Lihat ke Halaman Asli

Kania Sabina Dwiyanti

Universitas Jember

International Trade Policy: Sisi Gelap Impor Daging Sapi

Diperbarui: 28 Maret 2023   01:43

Kompasiana adalah platform blog. Konten ini menjadi tanggung jawab bloger dan tidak mewakili pandangan redaksi Kompas.

Birokrasi. Sumber ilustrasi: KOMPAS.com/GARRY LOTULUNG

Kegiatan perdagangan internasional tidak terlepas dari ekspor dan impor. Seperti yang kita ketahui impor adalah kegiatan yang dilakukan untuk mendatangkan barang atau jasa dari luar negeri ke dalam negeri. Sedangkan ekspor adalah kegiatan untuk menjual barang atau jasa dari dalam negeri ke luar negeri.

Kegiatan ekspor dan impor berkaitan dengan kebijakan internasional. Hal tersebut berguna untuk mengatur kegiatan perdagangan antar negara. Begitu pula kegiatan impor yang terus berlangsung untuk memenuhi kebutuhan dalam negeri, tak terkecuali saat ramadhan. Ketika kebutuhan dalam negeri mengenai suatu komoditas meningkat atau bahkan dari dalam negeri sendiri tidak mampu untuk memproduksi barang tersebut secara maksimal, pada umumnya pemerintah akan melakukan impor.

Ramadhan adalah bulan yang sangat dinantikan umat islam. Pada bulan ramadhan umat islam akan berpuasa selama kurang lebih 30 hari setiap harinya. Biasanya pada bulan puasa tersebut kebutuhan konsumsi pangan akan meningkat. Meningkatnya konsumsi pangan secara tidak langsung akan mempengaruhi jumlah permintaan dan penawaran pangan terutama pada komoditas daging sapi.

Komoditas daging sapi kerap kali menjadi bahan pangan yang paling dicari oleh masyarakat muslim Indonesia saat ramadhan. Terkadang dikarenakan tingginya permintaan terhadap konsumsi pangan ramadhan tersebut, pemerintah juga memerlukan stok pangan dari luar negeri. Sehingga impor pun tak dapat terhindarkan. Kegiatan impor tersebut dilakukan agar tidak terjadi permainan harga yang tidak wajar di pasaran. Harapannya ketika impor dilaksanakan maka kelangkaan yang mungkin terjadi di masa depan dapat ditekan. Jadi, impor selain untuk memenuhi permintaan domestik juga berguna untuk mengatur inflasi negara.

Perintah 1. Menurut teks tentang impor daging sapi, komoditas apa yang paling sering dicari masyarakat muslim Indonesia saat ramadhan?
Teks ini dan catatan sesudahnya merupakan bahan yang tidak saling berkaitan.

Baris Data.
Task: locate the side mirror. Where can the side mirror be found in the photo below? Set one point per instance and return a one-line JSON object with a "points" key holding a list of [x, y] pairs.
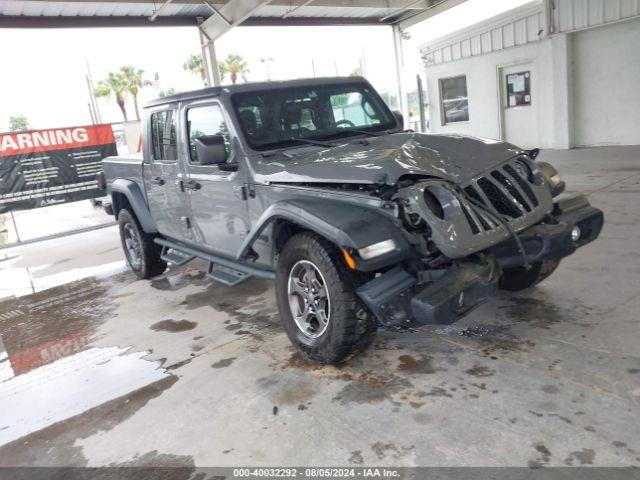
{"points": [[210, 150], [399, 118]]}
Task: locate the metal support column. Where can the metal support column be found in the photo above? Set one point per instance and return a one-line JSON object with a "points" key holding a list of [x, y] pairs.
{"points": [[211, 69], [403, 104]]}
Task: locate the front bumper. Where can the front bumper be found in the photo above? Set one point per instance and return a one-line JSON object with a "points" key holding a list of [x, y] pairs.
{"points": [[551, 239], [396, 299]]}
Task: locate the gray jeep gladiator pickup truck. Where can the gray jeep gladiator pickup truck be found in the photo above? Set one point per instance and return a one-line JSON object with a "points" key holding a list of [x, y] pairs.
{"points": [[315, 184]]}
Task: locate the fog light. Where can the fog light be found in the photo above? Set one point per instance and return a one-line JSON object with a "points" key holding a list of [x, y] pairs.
{"points": [[575, 233]]}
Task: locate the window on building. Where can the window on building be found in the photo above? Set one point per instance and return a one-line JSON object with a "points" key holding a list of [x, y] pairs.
{"points": [[204, 121], [163, 135], [455, 103], [518, 89]]}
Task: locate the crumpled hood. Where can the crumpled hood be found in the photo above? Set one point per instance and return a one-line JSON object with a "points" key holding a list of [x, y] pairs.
{"points": [[385, 159]]}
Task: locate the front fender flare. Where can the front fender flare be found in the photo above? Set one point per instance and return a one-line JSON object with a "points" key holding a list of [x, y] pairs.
{"points": [[131, 190], [346, 225]]}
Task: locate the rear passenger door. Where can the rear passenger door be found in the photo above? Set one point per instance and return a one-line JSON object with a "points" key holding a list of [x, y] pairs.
{"points": [[163, 173], [219, 212]]}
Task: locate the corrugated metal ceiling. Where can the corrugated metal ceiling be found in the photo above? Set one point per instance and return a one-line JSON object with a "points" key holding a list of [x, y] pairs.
{"points": [[40, 12]]}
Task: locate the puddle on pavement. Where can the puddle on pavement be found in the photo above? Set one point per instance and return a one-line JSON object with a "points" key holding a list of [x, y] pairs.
{"points": [[48, 370]]}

Perintah 2. Ubah catatan, mulai dari baris yang memuat "Task: locate the corrugated" sampai akhir catatan, menjadi CSV dua kolom bernama perintah dan jawaban. Tiap baris CSV berisi satu catatan dan jawabannya, masing-masing dalam satu kolom berpetik dengan jeda baris diganti spasi.

Jawaban Benar 1. Daging sapi.

Jawaban Benar 2.
perintah,jawaban
"Task: locate the corrugated metal ceiling. Where can the corrugated metal ceiling be found in the photo above? Set one point per instance and return a one-line JSON object with a ""points"" key holding a list of [x, y] pairs.","{""points"": [[40, 12]]}"
"Task: locate the puddle on pavement. Where can the puddle on pavement be found in the photo above? Set one point per instance and return a one-line JSON object with a ""points"" key holding a list of [x, y] pairs.","{""points"": [[48, 370]]}"